Task details
Could you return, exactly as written, every line from the one containing "# annotate each" through the last line of the entries below, leaving out the pictures?

[Records drawn from a dataset]
**********

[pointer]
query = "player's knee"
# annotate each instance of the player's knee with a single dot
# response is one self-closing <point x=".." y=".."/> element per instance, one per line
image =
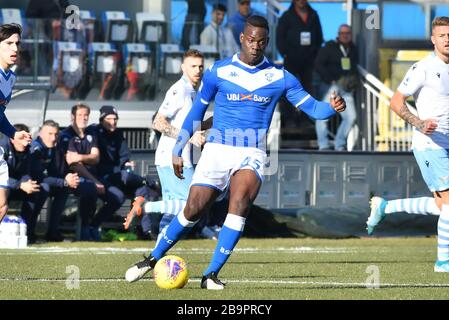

**********

Answer to this problem
# annotate each instance of the player's knee with a single dot
# response is one self-closing <point x=".." y=".."/> element per instance, one per line
image =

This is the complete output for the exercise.